Objective:
Everything from the line containing "of the construction" through the last line of the records below should be printed exactly, please, and nothing else.
--- START ---
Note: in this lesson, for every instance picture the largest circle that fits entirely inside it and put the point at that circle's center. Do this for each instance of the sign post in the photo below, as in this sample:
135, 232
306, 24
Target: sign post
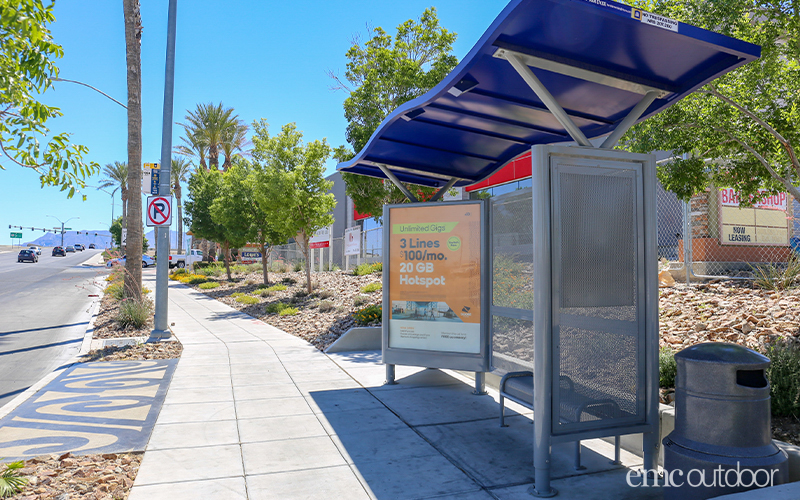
435, 302
352, 244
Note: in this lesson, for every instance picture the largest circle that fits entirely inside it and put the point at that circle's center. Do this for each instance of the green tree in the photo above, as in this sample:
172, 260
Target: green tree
27, 69
383, 73
178, 174
740, 130
291, 184
232, 210
117, 175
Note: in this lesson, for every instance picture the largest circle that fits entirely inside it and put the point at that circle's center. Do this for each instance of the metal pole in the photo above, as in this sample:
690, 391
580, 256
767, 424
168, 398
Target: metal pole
161, 326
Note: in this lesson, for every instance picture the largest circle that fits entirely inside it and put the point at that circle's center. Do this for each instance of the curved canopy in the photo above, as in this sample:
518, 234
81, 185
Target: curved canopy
597, 59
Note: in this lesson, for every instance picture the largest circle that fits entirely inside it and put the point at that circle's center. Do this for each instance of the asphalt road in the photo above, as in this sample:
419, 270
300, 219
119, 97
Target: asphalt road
45, 309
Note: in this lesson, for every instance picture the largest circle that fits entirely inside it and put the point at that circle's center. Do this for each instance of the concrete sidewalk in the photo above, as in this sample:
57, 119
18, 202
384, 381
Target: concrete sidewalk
254, 412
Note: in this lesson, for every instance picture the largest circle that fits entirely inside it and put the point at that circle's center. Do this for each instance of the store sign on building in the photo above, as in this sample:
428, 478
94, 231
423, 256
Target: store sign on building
352, 241
766, 223
321, 238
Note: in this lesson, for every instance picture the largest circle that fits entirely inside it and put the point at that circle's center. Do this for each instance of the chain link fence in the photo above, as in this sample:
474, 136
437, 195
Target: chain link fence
725, 241
331, 257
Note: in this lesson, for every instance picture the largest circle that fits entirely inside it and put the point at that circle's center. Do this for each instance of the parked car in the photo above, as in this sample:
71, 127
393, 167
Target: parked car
27, 254
185, 260
147, 261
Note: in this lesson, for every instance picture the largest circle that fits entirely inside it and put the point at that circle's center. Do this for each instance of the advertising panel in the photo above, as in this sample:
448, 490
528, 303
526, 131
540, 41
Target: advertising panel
352, 241
435, 266
766, 223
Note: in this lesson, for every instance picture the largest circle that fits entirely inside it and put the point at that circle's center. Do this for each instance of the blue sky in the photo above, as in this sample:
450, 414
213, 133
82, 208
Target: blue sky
265, 59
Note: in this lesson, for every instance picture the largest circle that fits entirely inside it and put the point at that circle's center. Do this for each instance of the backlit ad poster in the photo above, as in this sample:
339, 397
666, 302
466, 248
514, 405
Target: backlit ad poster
435, 277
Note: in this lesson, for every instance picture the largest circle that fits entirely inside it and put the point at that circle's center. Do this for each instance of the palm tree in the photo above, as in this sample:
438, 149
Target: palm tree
117, 175
211, 123
133, 58
234, 139
194, 146
179, 173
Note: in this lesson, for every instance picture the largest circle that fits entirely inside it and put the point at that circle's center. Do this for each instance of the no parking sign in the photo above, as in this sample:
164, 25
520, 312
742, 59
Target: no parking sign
159, 211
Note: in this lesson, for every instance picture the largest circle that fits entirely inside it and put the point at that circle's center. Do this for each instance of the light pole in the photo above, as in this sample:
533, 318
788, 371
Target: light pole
62, 226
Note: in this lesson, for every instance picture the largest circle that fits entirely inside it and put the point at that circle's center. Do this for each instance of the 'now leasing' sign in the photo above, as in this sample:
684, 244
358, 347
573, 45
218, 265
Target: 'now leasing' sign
766, 223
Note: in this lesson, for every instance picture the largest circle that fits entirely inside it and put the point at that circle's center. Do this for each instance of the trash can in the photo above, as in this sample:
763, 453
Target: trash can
722, 440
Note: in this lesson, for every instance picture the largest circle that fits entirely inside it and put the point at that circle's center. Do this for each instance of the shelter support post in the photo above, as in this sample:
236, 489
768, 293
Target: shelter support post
542, 326
444, 189
547, 98
480, 384
629, 120
389, 375
388, 173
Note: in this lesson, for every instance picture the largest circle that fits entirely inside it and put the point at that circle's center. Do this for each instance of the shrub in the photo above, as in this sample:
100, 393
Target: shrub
116, 291
784, 377
368, 315
777, 276
510, 284
367, 268
360, 300
276, 307
372, 287
134, 313
10, 480
288, 311
247, 299
667, 367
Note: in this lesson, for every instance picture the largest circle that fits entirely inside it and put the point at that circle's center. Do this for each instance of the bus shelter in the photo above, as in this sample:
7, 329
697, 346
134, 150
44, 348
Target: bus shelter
548, 76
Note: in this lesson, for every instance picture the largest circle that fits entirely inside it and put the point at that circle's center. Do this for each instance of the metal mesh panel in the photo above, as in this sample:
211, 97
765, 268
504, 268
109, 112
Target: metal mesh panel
512, 280
598, 345
598, 215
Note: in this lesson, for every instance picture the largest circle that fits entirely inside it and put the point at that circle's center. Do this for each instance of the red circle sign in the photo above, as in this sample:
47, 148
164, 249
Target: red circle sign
159, 211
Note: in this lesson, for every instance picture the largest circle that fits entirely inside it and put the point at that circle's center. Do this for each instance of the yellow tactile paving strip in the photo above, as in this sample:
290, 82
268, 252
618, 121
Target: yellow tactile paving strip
101, 407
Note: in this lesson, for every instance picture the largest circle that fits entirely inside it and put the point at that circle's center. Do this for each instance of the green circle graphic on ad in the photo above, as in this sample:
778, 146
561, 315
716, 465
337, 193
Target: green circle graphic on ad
454, 243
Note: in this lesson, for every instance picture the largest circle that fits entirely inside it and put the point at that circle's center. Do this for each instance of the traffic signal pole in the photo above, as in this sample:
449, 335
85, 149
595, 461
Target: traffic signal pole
161, 327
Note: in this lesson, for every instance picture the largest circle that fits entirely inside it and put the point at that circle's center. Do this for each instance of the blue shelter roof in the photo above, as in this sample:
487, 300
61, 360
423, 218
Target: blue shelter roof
597, 58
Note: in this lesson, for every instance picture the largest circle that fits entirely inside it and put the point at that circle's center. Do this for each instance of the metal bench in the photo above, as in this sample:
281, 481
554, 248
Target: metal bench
518, 387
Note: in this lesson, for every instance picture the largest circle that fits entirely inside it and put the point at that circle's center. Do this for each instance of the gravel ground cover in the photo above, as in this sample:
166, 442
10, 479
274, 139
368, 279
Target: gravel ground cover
321, 318
90, 477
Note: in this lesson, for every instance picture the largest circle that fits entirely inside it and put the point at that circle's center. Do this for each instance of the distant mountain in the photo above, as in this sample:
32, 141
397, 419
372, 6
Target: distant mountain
102, 240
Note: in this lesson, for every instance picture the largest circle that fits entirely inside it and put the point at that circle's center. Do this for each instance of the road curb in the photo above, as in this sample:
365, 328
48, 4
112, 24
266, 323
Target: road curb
30, 391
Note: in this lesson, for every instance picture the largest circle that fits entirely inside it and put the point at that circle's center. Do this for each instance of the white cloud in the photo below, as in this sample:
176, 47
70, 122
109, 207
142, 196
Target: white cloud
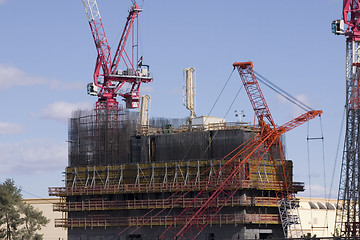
11, 76
62, 110
7, 128
32, 156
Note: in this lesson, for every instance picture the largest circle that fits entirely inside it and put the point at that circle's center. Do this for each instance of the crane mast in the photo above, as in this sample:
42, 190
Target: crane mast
347, 223
109, 80
196, 219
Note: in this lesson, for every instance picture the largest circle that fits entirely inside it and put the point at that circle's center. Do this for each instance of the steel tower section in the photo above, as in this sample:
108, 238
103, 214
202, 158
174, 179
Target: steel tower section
348, 216
347, 223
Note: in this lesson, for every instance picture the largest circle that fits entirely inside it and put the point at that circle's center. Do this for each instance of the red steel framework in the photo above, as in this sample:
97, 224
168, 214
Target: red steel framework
194, 220
107, 77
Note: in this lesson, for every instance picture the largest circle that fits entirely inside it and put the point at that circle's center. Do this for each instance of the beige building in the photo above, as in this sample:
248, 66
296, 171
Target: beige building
317, 216
46, 206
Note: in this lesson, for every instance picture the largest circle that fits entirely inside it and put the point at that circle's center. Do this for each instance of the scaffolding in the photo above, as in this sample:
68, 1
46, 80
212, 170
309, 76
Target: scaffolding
120, 168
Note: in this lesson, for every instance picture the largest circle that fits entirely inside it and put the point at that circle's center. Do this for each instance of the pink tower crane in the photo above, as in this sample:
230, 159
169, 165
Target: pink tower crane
109, 80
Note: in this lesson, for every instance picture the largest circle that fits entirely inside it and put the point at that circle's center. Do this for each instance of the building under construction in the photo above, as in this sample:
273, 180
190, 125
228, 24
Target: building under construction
126, 181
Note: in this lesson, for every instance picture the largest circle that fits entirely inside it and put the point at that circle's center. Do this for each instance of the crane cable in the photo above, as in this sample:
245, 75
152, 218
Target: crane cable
324, 173
212, 108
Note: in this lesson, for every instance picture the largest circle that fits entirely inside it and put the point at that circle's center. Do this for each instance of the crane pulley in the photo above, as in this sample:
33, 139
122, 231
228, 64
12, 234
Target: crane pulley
109, 80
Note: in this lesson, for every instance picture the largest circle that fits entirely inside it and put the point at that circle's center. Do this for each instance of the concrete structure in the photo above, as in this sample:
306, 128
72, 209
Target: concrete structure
46, 206
116, 174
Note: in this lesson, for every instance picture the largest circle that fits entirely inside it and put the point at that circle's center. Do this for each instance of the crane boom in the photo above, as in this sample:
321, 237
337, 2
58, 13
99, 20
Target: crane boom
107, 77
194, 221
254, 92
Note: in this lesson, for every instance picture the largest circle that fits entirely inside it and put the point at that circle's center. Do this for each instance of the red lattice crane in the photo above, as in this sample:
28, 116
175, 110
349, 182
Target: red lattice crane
232, 176
347, 223
109, 80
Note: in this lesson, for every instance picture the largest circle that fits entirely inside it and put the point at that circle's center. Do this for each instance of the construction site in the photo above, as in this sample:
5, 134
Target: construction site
132, 176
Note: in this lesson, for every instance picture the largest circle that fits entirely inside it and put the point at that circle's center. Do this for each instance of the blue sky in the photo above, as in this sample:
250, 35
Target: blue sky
47, 57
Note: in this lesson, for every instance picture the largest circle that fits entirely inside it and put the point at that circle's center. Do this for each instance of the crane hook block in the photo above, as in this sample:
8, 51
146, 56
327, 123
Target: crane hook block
243, 64
92, 89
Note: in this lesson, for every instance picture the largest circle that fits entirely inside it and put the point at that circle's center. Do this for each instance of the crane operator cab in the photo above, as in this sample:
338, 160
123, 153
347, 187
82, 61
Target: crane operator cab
92, 89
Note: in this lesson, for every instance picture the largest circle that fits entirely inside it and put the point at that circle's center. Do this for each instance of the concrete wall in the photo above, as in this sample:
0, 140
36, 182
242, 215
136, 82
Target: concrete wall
--- END ---
Expected answer:
Note: in this lesson, for every instance picture the largest circle that fits entirely inside it and put the point at that circle's center. Do this for each instance of the construction site in the photo above, as in this sample:
5, 134
Target: construction site
132, 176
Note: in this lesson, for every instance picture the largest circle that fits entirely inside it and put the point at that circle's center. Do this for each instance of the blue sky in the photo above, as in this sample:
250, 35
Target: blue sky
47, 57
Note: in this lesson, for every instance picture the largest circle that fits entirely inside it and put the point at that circle's center. Do this for each instance of the crane hook block in the photo above, as in this sample:
8, 51
146, 56
327, 123
Target: crane hook block
243, 64
92, 89
Note: in this lesson, for every instance picture the largest circle that fits entirely inside it and put the point at that circle's center. Do this for each instance of the crane operator cab in the photo above, as in this sample:
338, 160
123, 153
347, 187
82, 61
Target: crane operator cab
92, 89
Note: in this lesson, for every instance picture the largest circle that fits entirely inside it and put the point at that circle's center. Do this for each instance of the concrete wall in the photo above, as in this sample:
0, 140
36, 182
242, 215
136, 82
Target: concrete wall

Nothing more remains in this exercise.